- _Text shown_

Friday, June 5, 2026 · Covering: Monday – Friday
TL;DR
Berkshire Hathaway kicked off the week with Greg Abel's first major deal as CEO — a $8.5B purchase of homebuilder Taylor Morrison — doubling down on the U.S. housing market after a prolonged downturn. Fertitta Entertainment's $17.6B all-cash take-private of Caesars (announced late last week, full details now public) is the largest casino acquisition in U.S. history and includes a go-shop period running through July 11. And Wall Street's attention this week has been split between the SpaceX IPO roadshow — now live at a fixed $135/share, with retail access through Fidelity — and a Broadcom earnings-driven selloff that raised fresh questions about whether AI chip expectations have gotten too far ahead of reality.

- _Job_
Rewrite the weekly market summary starting at "Friday, June 5, 2026" and ending at "ahead of reality.", swapping "homebuilder" for "residential construction company".

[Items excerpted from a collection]

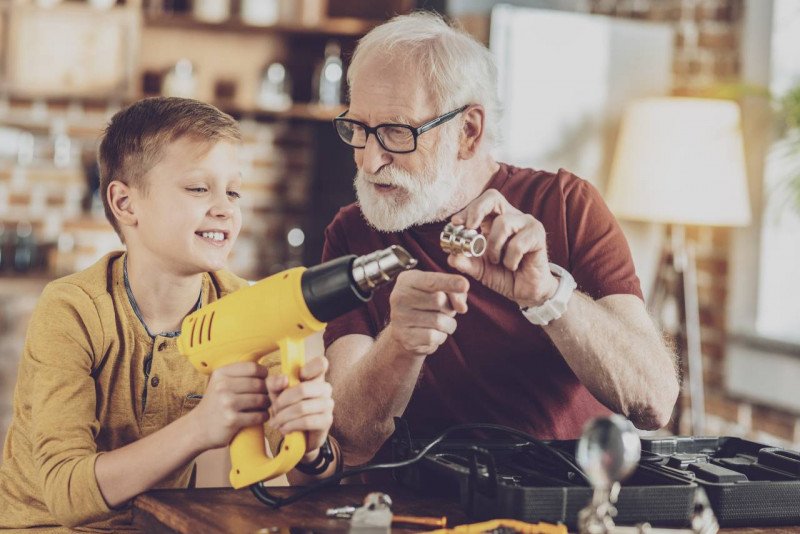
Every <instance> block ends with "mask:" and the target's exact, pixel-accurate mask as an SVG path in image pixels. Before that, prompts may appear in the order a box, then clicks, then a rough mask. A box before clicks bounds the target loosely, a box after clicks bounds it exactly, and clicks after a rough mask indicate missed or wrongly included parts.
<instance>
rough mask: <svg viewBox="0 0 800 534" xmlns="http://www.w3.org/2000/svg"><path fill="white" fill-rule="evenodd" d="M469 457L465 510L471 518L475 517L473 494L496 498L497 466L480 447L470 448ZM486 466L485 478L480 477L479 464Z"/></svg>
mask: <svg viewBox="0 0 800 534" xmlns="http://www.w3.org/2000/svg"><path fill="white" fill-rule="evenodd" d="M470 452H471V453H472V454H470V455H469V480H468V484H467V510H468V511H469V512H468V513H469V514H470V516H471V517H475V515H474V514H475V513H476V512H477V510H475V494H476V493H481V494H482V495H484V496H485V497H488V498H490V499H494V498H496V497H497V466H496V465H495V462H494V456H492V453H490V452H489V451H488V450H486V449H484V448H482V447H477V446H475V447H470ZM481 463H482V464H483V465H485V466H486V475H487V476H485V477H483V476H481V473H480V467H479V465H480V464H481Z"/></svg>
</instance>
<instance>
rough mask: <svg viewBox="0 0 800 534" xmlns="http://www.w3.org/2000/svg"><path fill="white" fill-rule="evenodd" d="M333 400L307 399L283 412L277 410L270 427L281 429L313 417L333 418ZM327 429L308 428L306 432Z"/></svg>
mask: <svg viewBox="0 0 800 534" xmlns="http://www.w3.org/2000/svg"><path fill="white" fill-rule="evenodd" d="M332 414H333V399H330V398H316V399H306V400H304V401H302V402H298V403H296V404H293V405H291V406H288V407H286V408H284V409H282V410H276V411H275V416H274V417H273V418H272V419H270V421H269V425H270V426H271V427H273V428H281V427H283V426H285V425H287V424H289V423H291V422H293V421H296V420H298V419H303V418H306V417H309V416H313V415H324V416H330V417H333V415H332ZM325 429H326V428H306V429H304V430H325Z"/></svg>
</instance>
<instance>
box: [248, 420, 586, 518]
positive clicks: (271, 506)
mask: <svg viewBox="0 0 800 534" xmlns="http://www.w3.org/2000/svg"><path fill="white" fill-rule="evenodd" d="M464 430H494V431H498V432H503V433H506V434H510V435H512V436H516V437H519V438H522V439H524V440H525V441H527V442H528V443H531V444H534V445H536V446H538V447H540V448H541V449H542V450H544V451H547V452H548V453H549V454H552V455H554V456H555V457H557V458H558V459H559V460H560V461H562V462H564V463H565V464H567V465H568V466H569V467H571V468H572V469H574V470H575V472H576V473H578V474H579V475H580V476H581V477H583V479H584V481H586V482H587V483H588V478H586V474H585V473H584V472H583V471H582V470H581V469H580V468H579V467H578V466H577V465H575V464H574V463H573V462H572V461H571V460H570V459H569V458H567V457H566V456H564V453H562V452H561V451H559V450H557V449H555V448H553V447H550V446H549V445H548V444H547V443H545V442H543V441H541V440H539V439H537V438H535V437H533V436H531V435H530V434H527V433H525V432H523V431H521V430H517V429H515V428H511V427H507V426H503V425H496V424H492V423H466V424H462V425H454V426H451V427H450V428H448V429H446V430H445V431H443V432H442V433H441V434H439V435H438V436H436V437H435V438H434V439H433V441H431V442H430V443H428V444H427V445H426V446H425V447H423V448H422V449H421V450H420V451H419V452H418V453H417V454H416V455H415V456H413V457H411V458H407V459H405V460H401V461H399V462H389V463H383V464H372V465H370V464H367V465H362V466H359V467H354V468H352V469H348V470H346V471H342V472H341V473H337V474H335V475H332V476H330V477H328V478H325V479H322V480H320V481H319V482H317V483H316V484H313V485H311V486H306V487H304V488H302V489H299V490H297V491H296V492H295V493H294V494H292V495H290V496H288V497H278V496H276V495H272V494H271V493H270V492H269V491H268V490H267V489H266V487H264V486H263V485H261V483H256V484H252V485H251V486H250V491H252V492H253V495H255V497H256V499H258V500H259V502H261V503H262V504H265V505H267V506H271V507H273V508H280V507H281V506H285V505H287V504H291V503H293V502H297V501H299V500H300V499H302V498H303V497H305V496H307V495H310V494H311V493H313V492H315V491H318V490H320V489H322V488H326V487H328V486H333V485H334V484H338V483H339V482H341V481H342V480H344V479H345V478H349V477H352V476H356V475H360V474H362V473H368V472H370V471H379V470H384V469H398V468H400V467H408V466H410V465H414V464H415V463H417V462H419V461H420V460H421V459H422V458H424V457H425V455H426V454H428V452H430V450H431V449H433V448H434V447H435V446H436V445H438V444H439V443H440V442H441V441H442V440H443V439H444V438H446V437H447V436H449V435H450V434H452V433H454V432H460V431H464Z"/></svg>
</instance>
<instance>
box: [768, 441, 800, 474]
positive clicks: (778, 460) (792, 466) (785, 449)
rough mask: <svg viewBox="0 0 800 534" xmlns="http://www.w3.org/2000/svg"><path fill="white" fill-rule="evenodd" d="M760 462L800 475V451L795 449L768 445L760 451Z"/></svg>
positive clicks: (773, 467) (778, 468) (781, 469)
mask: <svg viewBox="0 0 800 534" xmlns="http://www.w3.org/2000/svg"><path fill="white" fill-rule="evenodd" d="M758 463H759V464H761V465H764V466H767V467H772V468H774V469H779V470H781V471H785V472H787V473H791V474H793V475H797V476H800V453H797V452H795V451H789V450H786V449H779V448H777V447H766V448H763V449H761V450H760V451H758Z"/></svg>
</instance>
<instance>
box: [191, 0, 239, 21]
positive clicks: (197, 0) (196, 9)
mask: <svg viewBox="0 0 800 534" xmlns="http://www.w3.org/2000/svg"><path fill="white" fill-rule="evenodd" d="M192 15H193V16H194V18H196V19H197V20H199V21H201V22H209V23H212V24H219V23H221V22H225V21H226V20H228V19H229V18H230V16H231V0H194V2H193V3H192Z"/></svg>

- _Answer space_
Friday, June 5, 2026 · Covering: Monday – Friday
TL;DR
Berkshire Hathaway kicked off the week with Greg Abel's first major deal as CEO — a $8.5B purchase of residential construction company Taylor Morrison — doubling down on the U.S. housing market after a prolonged downturn. Fertitta Entertainment's $17.6B all-cash take-private of Caesars (announced late last week, full details now public) is the largest casino acquisition in U.S. history and includes a go-shop period running through July 11. And Wall Street's attention this week has been split between the SpaceX IPO roadshow — now live at a fixed $135/share, with retail access through Fidelity — and a Broadcom earnings-driven selloff that raised fresh questions about whether AI chip expectations have gotten too far ahead of reality.